- _Text segment_:
Last Tuesday, the National Gay and Lesbian Task Force underwent a significant change when Matt Foreman had his last day as the gay rights organization's executive director. Foreman has served in the position since 2003. Deputy Executive Director Rea Carey, who will serve while the search for a new executive director continues, will temporarily replace him.
"It's been an incredible honor and privilege to be with the Task Force over the last five years," Foreman commented in an audio press conference. He will continue his work in gay rights advocacy working for the Evelyn and Walter Haas, Jr. Foundation. There, he will head up their Gay and Lesbian Program.
Now, the Task Force faces the considerable job of addressing where the organization is going in light of its change in leadership. Throughout its different program departments, Task Force leaders are in the midst of a year-and-a-half-long plan that will include national conferences, legislative battles, the release of new LGBT-related reports and, of course, a continued fight for an inclusive Employment Non-Discrimination Act.
Several large events for the Task Force are coming up within the next year. On May 3, they will hold their D.C. Leadership Awards Dinner, during which they will present an award to AARP for their work with the aging LGBT community. "AARP has been a tremendous partner in our ongoing efforts to increase the traditional aging community's awareness of LGBT seniors and the unique needs that we as LGBT people have as we age," said Director of Public Policy and Government Affairs Dave Noble.
In September, the NGLTF will hold a conference in New Orleans called "Many Stories, One Voice." There, the Institute for Welcoming Resources, which merged with the Task Force in 2006, will bring a network of 2,700 Christian congregations who are working to change church policies and opinions toward LGBT people. The five-day conference will include two days of community rebuilding in the areas ravaged by Hurricane Katrina and, according to Noble, three days of "training, connecting and equipping people of faith with the tools they need to continue this work (with LGBTs)."
The Task Force also plans to present three reports in the upcoming year, according to Dr. Jaimi Grant, director of the Policy Institute. The first, a report on transgender discrimination, will be released next spring. "We expect this report to be the largest survey of discrimination against trans people," Grant said. "We're going for both breadth and depth."

- _Records supplied_:
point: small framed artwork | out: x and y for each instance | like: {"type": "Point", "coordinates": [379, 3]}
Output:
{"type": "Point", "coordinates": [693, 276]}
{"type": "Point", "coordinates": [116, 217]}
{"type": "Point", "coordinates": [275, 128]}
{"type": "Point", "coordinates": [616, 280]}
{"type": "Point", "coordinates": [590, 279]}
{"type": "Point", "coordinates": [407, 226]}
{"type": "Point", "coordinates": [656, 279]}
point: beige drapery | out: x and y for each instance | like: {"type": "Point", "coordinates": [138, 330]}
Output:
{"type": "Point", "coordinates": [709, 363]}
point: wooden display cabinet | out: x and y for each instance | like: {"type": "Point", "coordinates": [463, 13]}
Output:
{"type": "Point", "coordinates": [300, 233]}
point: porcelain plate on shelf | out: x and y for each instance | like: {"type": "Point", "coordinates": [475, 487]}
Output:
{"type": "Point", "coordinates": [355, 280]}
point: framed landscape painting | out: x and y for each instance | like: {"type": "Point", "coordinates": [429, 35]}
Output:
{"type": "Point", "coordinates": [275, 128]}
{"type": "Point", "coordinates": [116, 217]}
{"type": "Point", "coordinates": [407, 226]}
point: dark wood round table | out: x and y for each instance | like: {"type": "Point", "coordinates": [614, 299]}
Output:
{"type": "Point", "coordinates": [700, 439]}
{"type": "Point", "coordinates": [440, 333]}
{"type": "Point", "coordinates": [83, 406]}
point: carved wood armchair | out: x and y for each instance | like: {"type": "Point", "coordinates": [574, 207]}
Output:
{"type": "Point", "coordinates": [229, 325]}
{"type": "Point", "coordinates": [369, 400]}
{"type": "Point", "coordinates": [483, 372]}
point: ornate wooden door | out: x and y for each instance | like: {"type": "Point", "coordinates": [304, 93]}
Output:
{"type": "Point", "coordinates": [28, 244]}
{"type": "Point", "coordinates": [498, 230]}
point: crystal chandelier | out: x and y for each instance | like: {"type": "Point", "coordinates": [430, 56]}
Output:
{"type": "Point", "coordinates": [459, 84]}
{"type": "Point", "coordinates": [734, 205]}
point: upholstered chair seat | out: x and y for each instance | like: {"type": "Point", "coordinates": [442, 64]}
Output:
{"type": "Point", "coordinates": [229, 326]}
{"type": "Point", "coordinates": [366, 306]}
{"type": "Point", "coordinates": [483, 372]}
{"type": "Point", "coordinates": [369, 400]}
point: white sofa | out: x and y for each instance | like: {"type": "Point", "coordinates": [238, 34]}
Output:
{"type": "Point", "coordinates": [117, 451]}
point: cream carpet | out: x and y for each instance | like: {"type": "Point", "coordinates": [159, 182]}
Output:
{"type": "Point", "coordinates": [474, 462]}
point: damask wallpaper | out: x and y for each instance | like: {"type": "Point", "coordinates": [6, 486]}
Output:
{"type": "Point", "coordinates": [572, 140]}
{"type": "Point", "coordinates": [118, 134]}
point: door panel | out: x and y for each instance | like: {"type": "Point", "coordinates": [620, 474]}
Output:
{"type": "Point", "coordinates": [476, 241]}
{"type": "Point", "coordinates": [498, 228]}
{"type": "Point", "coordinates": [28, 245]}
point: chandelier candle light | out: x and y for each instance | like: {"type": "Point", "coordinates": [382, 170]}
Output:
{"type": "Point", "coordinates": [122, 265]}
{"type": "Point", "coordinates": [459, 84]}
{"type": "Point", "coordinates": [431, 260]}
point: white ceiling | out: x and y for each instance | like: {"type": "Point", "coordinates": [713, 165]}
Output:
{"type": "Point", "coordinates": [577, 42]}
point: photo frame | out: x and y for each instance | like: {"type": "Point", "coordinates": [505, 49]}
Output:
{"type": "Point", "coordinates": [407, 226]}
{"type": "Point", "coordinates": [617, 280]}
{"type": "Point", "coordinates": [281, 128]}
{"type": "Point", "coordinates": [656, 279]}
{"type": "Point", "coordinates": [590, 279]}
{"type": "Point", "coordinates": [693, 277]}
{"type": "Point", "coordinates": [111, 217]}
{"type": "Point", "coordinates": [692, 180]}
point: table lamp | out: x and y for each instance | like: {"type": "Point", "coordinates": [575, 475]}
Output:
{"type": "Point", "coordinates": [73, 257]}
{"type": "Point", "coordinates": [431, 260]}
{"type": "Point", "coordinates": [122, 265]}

- _Problem set_:
1. List every person who is directly quoted in the article about the National Gay and Lesbian Task Force's change in leadership.
2. Carry on the article about the National Gay and Lesbian Task Force's change in leadership, picking up right after its final sentence.

- _Answers per task_:
1.
Matt Foreman
Dave Noble
Jaimi Grant

2.
The second piece will be a revision of "Outing Age," a study on the aging LGBT community, while the third will deal with the federal government's collection of data on the LGBT community. The last report, Grant said, looks to combat anti-LGBT views. "It certainly would provide a huge counter to right wing pictures of our community as white, elitist, privileged, living in the cities and not really connected to family life," she added.
Some of the biggest efforts moving forward in the next year or so will be regarding policy changes. According to Dan Hawes, who heads up the organizing and training department at the Task Force, their number one priority is winning the freedom to marry in California. "As the largest state in the nation and as the key cultural and political trendsetter," Hawes said, "we know that winning the freedom to marry in California could inject incredible momentum nationwide into boosting all sorts of related recognition policy fights at state and local level."
Along with this, the Task Force and thousands of volunteers are working across the state to urge Californians to not support the amendment to label marriage as between one man and one woman.
Of course, with the upcoming elections, the Task Force is also working on educating candidates about ENDA in order to present it again to the House of Representatives.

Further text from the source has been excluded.